-- Start of Provided material --

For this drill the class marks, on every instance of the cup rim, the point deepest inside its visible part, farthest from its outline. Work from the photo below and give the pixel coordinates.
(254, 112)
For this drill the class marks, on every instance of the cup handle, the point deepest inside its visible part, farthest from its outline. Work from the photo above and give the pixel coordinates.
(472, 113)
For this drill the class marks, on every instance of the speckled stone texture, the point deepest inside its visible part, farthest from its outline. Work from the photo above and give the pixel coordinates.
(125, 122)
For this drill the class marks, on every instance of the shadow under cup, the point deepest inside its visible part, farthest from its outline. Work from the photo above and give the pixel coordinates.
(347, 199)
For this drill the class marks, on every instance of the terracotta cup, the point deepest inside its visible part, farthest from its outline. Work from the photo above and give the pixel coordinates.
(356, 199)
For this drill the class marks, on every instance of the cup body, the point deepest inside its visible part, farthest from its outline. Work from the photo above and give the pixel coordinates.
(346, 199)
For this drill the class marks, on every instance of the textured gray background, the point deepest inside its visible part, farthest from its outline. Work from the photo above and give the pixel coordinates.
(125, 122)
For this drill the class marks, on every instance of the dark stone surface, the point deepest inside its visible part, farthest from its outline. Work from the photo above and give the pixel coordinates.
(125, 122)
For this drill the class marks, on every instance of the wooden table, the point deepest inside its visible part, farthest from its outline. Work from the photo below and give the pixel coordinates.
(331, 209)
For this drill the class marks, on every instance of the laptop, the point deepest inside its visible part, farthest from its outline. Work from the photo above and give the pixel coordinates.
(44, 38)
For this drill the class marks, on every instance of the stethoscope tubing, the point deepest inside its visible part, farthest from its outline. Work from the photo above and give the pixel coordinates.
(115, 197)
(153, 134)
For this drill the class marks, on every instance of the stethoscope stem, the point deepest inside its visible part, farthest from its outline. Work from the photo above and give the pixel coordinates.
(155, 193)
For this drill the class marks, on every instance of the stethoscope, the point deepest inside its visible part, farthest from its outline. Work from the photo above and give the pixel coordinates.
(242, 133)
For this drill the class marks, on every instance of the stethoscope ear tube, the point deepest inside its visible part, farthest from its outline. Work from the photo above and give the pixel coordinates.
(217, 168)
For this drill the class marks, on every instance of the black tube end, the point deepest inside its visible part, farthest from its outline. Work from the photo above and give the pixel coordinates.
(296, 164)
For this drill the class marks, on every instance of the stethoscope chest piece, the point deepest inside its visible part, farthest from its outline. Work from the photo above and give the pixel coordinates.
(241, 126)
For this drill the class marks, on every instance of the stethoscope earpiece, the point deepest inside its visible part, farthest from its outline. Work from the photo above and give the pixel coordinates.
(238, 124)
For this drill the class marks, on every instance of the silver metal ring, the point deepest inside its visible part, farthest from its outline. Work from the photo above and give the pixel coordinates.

-- End of Provided material --

_Exercise_: Turn every line of the entries above into a JSON list of strings, one string per line, leaving out blank lines.

_Exercise answer_:
[
  "For this drill the class marks, on every instance of the cup rim, the point deepest inside its visible part, farthest from its outline. Work from the photo below and give the pixel coordinates.",
  "(254, 112)",
  "For this drill the class marks, on every instance of the cup handle, the point deepest inside its visible part, farthest from its outline. Work from the photo above and give the pixel coordinates.",
  "(472, 113)",
  "For this drill the class marks, on every instance of the speckled stone texture, the point deepest inside its visible part, farthest from its outline. Work from the photo above and give the pixel coordinates.",
  "(125, 122)",
  "For this drill the class marks, on every instance of the shadow under cup, the point deepest inside its visible part, farthest from its outline. Work from the photo above and give the pixel coordinates.",
  "(347, 199)",
  "For this drill the class marks, on every instance of the terracotta cup, the point deepest inside its visible part, farthest from its outline. Work from the photo above and give the pixel coordinates.",
  "(356, 199)",
  "For this drill the class marks, on every instance of the cup body, the point deepest inside its visible part, farthest from its outline. Work from the photo above and give the pixel coordinates.",
  "(346, 199)",
  "For this drill the class marks, on every instance of the textured gray background, the point deepest inside its visible part, farthest from its outline. Work from the photo above and give the pixel coordinates.",
  "(125, 122)",
  "For this drill the class marks, on every instance of the dark stone surface, the point deepest inside its visible part, farthest from its outline. Work from the photo above and give the pixel coordinates.",
  "(125, 122)",
  "For this drill the class marks, on every instance of the wooden table, the point deepest inside its visible part, farthest from its outline. Work from the photo below and give the pixel coordinates.",
  "(331, 209)",
  "For this drill the class marks, on every instance of the laptop, the point deepest inside its visible part, farthest from its outline. Work from the photo above and give the pixel coordinates.",
  "(44, 38)",
  "For this drill the class marks, on every instance of the stethoscope tubing, the point deepest inside its visible part, farthest from its outline. Work from the photo above and give the pixel coordinates.",
  "(115, 197)",
  "(153, 134)",
  "For this drill the class marks, on every instance of the stethoscope stem, the point deepest inside its visible part, farthest from its outline. Work from the photo above and give the pixel coordinates.",
  "(155, 193)",
  "For this drill the class marks, on every instance of the stethoscope, the point deepest inside its visible part, farthest from its outline. Work from the photo above and give the pixel coordinates.",
  "(242, 133)",
  "For this drill the class marks, on every instance of the stethoscope ear tube, the point deepest inside its visible part, farthest from its outline. Work from the photo above and give the pixel coordinates.",
  "(217, 168)",
  "For this drill the class marks, on every instance of the black tube end, the point deepest inside its visible part, farthest from its outline. Work from the photo above and give the pixel coordinates.",
  "(296, 164)",
  "For this drill the class marks, on every instance of the stethoscope chest piece, the point deepest inside its visible part, farthest from its outline. Work from the photo above and give the pixel coordinates.",
  "(241, 126)",
  "For this drill the class marks, on every instance of the stethoscope earpiece, the point deepest inside its visible part, farthest from its outline. Work from the photo above and give the pixel coordinates.",
  "(238, 124)",
  "For this drill the class marks, on every instance of the silver metal ring, the point deepest inside its visible part, farthest from its outline. Work from the photo above and give the pixel coordinates."
]